Repeat every line of the data below word for word, leaving out the pictures.

#####

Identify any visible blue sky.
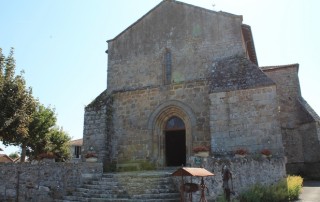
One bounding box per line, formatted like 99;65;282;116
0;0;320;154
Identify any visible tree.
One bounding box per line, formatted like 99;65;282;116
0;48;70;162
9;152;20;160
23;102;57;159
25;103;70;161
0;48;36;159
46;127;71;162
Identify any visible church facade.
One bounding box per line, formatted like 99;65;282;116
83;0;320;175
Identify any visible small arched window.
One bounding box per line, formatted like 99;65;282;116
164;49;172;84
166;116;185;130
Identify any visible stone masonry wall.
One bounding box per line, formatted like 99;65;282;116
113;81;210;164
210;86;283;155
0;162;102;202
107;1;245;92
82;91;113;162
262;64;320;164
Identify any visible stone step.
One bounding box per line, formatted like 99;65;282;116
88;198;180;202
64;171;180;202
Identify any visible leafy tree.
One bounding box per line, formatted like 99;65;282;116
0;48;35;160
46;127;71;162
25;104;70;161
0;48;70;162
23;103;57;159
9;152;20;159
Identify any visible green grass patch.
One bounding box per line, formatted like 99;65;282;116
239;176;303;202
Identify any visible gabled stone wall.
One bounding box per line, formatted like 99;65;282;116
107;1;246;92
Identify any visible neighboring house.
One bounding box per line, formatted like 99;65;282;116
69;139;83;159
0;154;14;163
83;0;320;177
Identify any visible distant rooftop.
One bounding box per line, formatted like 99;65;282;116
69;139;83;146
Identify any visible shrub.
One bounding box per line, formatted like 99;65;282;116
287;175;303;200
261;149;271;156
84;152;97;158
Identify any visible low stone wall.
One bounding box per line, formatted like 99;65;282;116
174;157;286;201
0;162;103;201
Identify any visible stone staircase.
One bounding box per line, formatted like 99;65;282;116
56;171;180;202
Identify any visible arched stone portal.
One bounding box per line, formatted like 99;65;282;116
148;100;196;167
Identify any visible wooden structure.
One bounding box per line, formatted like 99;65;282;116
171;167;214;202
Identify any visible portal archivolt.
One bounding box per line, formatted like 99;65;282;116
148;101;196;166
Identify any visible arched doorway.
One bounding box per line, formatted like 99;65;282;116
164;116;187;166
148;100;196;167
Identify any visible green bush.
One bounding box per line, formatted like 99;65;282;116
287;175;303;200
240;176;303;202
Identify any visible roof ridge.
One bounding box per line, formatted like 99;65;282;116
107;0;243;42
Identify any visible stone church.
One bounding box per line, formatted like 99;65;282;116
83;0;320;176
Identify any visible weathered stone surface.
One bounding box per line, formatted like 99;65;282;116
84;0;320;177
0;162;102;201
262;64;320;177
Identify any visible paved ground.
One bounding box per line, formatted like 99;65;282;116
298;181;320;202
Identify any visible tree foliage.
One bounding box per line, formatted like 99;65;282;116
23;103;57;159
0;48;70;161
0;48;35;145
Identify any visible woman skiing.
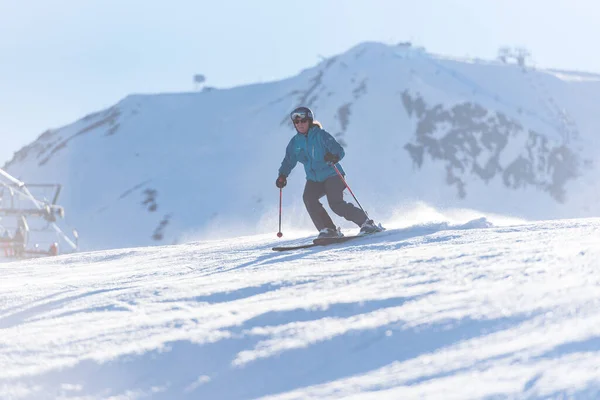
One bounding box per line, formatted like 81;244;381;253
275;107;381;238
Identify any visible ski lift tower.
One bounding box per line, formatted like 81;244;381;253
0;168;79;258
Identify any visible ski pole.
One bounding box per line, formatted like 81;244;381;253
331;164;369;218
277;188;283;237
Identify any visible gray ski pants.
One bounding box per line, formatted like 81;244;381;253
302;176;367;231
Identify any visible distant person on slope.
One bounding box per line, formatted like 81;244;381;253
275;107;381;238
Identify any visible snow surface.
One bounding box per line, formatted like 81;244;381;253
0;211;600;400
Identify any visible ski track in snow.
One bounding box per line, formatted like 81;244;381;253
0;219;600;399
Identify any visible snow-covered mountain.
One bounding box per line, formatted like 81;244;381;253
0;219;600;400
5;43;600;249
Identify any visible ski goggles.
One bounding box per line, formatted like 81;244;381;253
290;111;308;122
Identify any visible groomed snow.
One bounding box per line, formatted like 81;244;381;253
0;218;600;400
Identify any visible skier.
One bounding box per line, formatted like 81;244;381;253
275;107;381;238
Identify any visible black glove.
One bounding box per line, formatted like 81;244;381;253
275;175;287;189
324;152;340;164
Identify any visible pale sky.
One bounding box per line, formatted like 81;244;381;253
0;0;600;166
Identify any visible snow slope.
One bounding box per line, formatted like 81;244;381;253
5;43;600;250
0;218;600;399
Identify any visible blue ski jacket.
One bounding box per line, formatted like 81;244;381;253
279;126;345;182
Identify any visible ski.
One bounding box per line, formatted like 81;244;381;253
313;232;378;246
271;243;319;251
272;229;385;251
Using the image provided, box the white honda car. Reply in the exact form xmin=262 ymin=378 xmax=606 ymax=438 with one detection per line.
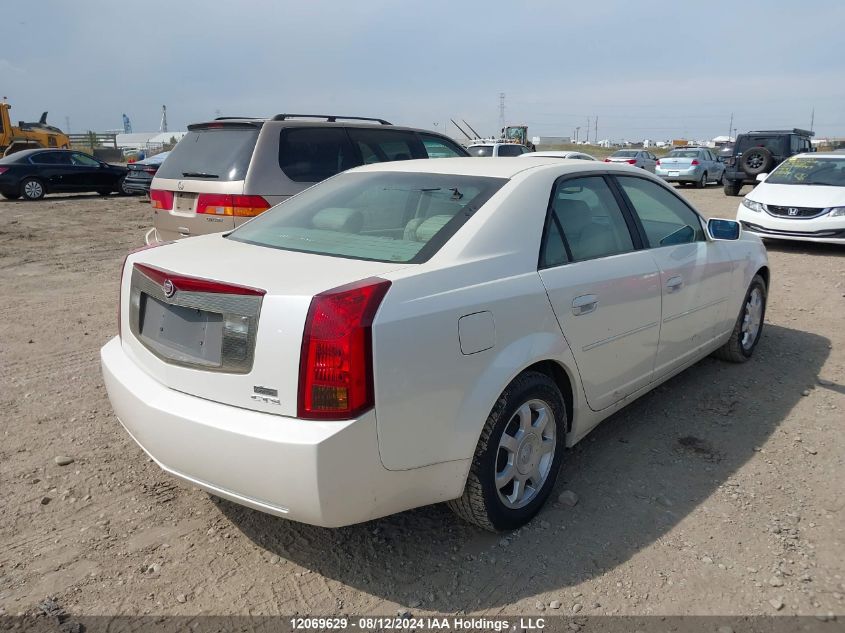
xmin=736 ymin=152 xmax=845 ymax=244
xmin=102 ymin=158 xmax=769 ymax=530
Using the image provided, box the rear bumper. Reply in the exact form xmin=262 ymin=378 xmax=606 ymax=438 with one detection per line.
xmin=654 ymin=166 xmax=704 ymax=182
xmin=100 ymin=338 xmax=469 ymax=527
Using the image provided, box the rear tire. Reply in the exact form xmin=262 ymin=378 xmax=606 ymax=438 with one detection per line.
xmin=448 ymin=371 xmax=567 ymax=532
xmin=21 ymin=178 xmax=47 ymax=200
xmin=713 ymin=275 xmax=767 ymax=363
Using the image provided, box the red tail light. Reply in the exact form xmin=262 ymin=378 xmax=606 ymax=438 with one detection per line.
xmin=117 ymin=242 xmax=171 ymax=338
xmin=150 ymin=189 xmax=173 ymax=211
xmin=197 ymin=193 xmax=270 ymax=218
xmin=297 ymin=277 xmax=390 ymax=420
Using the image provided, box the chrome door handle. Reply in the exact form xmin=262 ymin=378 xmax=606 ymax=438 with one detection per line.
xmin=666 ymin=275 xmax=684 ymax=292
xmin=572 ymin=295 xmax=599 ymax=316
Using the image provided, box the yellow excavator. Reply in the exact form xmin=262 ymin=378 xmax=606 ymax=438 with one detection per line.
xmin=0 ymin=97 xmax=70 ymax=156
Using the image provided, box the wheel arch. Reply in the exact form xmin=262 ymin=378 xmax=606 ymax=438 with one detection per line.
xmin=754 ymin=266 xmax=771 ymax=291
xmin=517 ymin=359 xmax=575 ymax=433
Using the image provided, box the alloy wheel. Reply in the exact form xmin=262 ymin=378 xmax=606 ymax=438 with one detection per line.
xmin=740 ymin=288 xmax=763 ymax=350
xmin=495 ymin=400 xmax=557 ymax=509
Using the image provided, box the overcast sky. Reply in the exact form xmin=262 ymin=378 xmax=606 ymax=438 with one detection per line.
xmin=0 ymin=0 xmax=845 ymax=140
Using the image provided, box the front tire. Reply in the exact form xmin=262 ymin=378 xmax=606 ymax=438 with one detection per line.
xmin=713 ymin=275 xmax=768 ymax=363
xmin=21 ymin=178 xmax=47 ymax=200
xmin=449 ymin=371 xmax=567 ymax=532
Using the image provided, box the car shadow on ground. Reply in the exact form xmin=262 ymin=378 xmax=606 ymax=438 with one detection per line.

#####

■ **The result**:
Identify any visible blue sky.
One bounding box per line, formatted like 99;65;282;116
0;0;320;154
Identify any visible tree.
One bounding box per line, formatted like 99;65;282;116
0;48;70;162
9;152;20;160
23;102;57;159
25;103;70;161
0;48;36;159
46;127;71;162
Identify any visible church facade.
One bounding box per line, formatted like 99;65;282;116
83;0;320;175
Identify any visible small arched window.
One bounding box per line, formatted like 99;65;282;116
164;49;172;84
166;116;185;130
Identify any visible stone masonry wall.
One bounding box per line, formatted like 99;65;282;116
113;81;210;164
210;86;283;155
0;162;102;202
107;1;245;92
82;91;113;162
262;64;320;164
Identify any visible stone step.
One bounding box per line, formatted like 99;65;282;116
88;198;180;202
64;171;180;202
Identify any visible leafy tree.
One bounding box per line, formatted like 99;65;282;116
0;48;35;160
46;127;71;162
25;104;70;161
0;48;70;162
23;103;57;159
9;152;20;159
Identify any visible green grass patch.
One bounding box per line, formatted like 99;65;282;116
239;176;303;202
Identify any visible gabled stone wall.
One bounding box per line, formatted like 99;65;282;116
107;1;246;92
Identify any visible neighboring house.
One bounding box per line, formatted like 99;65;282;116
69;139;83;159
0;154;14;163
83;0;320;177
Identify any visible distant rooftop.
One bounding box per line, formatted like 99;65;282;116
69;139;83;146
Identify any visible shrub.
One bounding box per line, formatted like 99;65;282;116
287;175;303;200
261;149;271;156
84;152;97;158
Identify any visible low stone wall.
One bounding box per line, formatted like 99;65;282;116
174;157;286;201
0;162;103;201
Identify any visible stone staircase.
One bounding box per line, formatted like 99;65;282;116
56;171;180;202
Identify any visible arched stone portal.
One bounding box per line, formatted like 99;65;282;116
148;100;196;167
Identify any visible wooden structure.
One bounding box per line, formatted like 99;65;282;116
171;167;214;202
Identify any visible portal archivolt.
One bounding box per line, formatted like 99;65;282;116
148;101;196;166
Identify any visible arched doorway.
One bounding box per line, formatted like 99;65;282;116
164;116;187;166
148;100;196;167
Identify any visible green bush.
One bounding box per line, formatted like 99;65;282;116
287;175;303;200
240;176;303;202
Identify any visible roof ridge.
One bounding box per line, formatted like 99;65;282;116
107;0;243;42
Identify any visible stone church.
One bounding box per line, formatted like 99;65;282;116
83;0;320;176
Identify any visible weathered stone surface.
One bounding box per line, formatted like 99;65;282;116
84;0;320;177
0;162;102;201
262;64;320;177
Identify any visible paved ground.
One bounding box per line, formatted like 99;65;282;116
298;181;320;202
Identify any visible tree foliage.
One bounding box per line, formatted like 99;65;282;116
23;103;57;159
0;48;70;161
0;48;35;145
Identify any visible woman skiing.
One bounding box per line, formatted like 81;244;381;253
275;107;381;238
Identify any visible ski lift tower.
One bounding box per line, formatted like 81;244;381;253
0;168;79;258
Identify any visible ski pole.
One bounding box per line, formatted like 81;244;381;253
331;164;369;218
277;188;283;237
Identify any visible gray ski pants.
One bounding box per line, formatted like 81;244;381;253
302;176;367;231
Identify any visible distant person on slope.
One bounding box per line, formatted like 81;244;381;253
275;107;381;238
Identify any visible snow surface.
One bounding box per line, formatted like 81;244;381;253
0;211;600;400
Identify any visible ski track in snow.
One bounding box per line, formatted like 81;244;381;253
0;219;600;399
Identify any visible snow-covered mountain.
One bounding box per line, formatted like 81;244;381;253
0;219;600;400
5;43;600;249
Identify any visible ski goggles.
One bounding box per line, formatted like 81;244;381;253
290;111;308;122
Identify any visible groomed snow.
One bounding box per line, formatted like 81;244;381;253
0;218;600;400
Identify any visible skier.
One bounding box per line, formatted like 81;244;381;253
275;107;381;238
Identify any visible black glove.
One bounding box per line, formatted like 81;244;381;253
275;175;287;189
324;152;340;164
Identify any visible pale sky.
One bounding box per line, formatted like 81;244;381;253
0;0;600;166
Identify any visible snow slope.
One bounding box per line, formatted like 81;244;381;253
5;43;600;250
0;218;600;399
Identify any visible blue ski jacket.
One bounding box per line, formatted like 81;244;381;253
279;126;345;182
Identify any visible ski.
One bounding box per line, formatted like 81;244;381;253
313;232;378;246
271;243;319;251
272;229;385;251
Using the image provided, box the white honda car. Reply in the exact form xmin=262 ymin=378 xmax=606 ymax=438 with one detection per line.
xmin=736 ymin=152 xmax=845 ymax=244
xmin=102 ymin=158 xmax=769 ymax=530
Using the image provided, box the rear bumper. Reply in the exact form xmin=262 ymin=378 xmax=606 ymax=438 with one detection per line.
xmin=654 ymin=166 xmax=704 ymax=182
xmin=100 ymin=338 xmax=469 ymax=527
Using the image provided, box the rear tire. Reply in the exact form xmin=262 ymin=378 xmax=606 ymax=438 with one detection per line.
xmin=448 ymin=371 xmax=567 ymax=532
xmin=21 ymin=178 xmax=47 ymax=200
xmin=713 ymin=275 xmax=767 ymax=363
Using the image provided, box the red tail light. Reply in the exact form xmin=262 ymin=378 xmax=606 ymax=438 with one detection per line.
xmin=117 ymin=242 xmax=171 ymax=338
xmin=150 ymin=189 xmax=173 ymax=211
xmin=197 ymin=193 xmax=270 ymax=218
xmin=297 ymin=277 xmax=390 ymax=420
Using the image provided, box the chrome door handle. Reply in the exact form xmin=262 ymin=378 xmax=606 ymax=438 with one detection per line.
xmin=666 ymin=275 xmax=684 ymax=292
xmin=572 ymin=295 xmax=599 ymax=316
Using the image provided, box the yellow excavator. Reply in the exact form xmin=262 ymin=378 xmax=606 ymax=438 with one detection per line.
xmin=0 ymin=97 xmax=70 ymax=156
Using the image provided, box the wheel arch. Reply in the exact form xmin=262 ymin=378 xmax=606 ymax=438 with one detection per line.
xmin=754 ymin=266 xmax=771 ymax=291
xmin=517 ymin=359 xmax=575 ymax=433
Using the image provided, box the alloy wheel. Reply in the exact form xmin=262 ymin=378 xmax=606 ymax=438 with one detection per line.
xmin=740 ymin=288 xmax=763 ymax=350
xmin=495 ymin=400 xmax=557 ymax=509
Using the image provided, box the overcast sky. Reply in the exact form xmin=262 ymin=378 xmax=606 ymax=438 with one detection per line.
xmin=0 ymin=0 xmax=845 ymax=140
Using the image provided, box the front tire. Reply in the exact form xmin=262 ymin=378 xmax=606 ymax=438 with one detection per line.
xmin=713 ymin=275 xmax=768 ymax=363
xmin=21 ymin=178 xmax=47 ymax=200
xmin=449 ymin=371 xmax=567 ymax=532
Using the image provided, box the car shadow on ground. Reply in the exact form xmin=262 ymin=378 xmax=606 ymax=438 with one detection per line.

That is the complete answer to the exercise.